» Письменное задание 1: Перепишите записи, начиная со строки, содержащей «Objective — a point for each instance of the glass», и заканчивая последней записью. Замените в них «Markers» на «Points», ничего больше не меняя.

» Источник:

Ленинский проект эволюционного перехода крестьянства к социализму через его постепенное кооперирование в условиях нэпа отвечал реалиям своего времени — времени, когда Советская Россия после Гражданской войны вступила в полосу мирного развития. Но к концу 20-х годов стала очевидной угроза войны против СССР. Индустриализация как прежде всего неизбежный ответ на возникшую угрозу требовала многих миллионов рабочих рук. Взять их было неоткуда, кроме как только из села.

Индустриализация с быстрым ростом городского населения требовала также гораздо больше, чем ранее, товарного хлеба. Сталин называл его валютой валют. Хлеб был необходим ещё и для продажи за границу, чтобы закупать там новейшее промышленное оборудование. Единоличное крестьянское хозяйство с рутинной обработкой земли (конь, плуг, соха) не могло удовлетворить быстро растущую потребность в хлебе на продажу.

» Фрагменты данных разметки местоположений:
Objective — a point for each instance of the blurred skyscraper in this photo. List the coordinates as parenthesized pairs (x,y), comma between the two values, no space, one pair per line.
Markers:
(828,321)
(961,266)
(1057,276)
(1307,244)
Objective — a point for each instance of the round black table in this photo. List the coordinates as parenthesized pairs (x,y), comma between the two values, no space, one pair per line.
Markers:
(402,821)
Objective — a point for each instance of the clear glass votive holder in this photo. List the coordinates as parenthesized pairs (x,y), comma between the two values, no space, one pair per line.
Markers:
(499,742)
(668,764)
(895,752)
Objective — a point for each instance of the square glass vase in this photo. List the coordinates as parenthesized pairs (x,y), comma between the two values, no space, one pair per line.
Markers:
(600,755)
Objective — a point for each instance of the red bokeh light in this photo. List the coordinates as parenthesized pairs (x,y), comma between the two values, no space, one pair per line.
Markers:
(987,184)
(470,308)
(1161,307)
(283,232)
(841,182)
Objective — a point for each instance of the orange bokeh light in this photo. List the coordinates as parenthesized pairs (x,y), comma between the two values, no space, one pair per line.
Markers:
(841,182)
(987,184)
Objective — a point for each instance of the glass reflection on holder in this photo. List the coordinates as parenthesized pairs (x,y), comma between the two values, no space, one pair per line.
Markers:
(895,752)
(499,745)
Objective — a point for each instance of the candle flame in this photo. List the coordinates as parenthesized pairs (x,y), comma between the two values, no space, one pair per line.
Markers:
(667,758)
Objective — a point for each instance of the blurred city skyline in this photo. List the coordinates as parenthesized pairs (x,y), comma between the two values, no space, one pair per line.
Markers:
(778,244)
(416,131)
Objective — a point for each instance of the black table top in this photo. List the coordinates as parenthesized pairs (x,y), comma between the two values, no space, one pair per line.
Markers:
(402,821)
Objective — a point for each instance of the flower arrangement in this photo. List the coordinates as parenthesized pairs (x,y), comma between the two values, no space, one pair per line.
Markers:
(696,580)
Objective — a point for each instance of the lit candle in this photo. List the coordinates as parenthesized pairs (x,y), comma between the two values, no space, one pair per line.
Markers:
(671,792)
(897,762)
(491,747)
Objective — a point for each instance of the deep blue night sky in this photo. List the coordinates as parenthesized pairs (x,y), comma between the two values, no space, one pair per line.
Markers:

» Письменное задание 2: Какие три слова даны в скобках в тексте об индустриализации при описании рутинной обработки земли единоличным крестьянским хозяйством?

» Решение задания 1:
Objective — a point for each instance of the glass reflection on holder in this photo. List the coordinates as parenthesized pairs (x,y), comma between the two values, no space, one pair per line.
Points:
(895,752)
(499,745)
Objective — a point for each instance of the candle flame in this photo. List the coordinates as parenthesized pairs (x,y), comma between the two values, no space, one pair per line.
Points:
(667,758)
Objective — a point for each instance of the blurred city skyline in this photo. List the coordinates as parenthesized pairs (x,y), comma between the two values, no space, one pair per line.
Points:
(778,244)
(416,131)
Objective — a point for each instance of the black table top in this photo. List the coordinates as parenthesized pairs (x,y), comma between the two values, no space, one pair per line.
Points:
(402,821)
Objective — a point for each instance of the flower arrangement in this photo. List the coordinates as parenthesized pairs (x,y), comma between the two values, no space, one pair per line.
Points:
(696,580)
Objective — a point for each instance of the lit candle in this photo. List the coordinates as parenthesized pairs (x,y), comma between the two values, no space, one pair per line.
Points:
(671,792)
(897,762)
(491,747)
Objective — a point for each instance of the deep blue night sky in this photo. List the coordinates as parenthesized pairs (x,y), comma between the two values, no space, one pair per line.
Points:

» Решение задания 2: конь, плуг, соха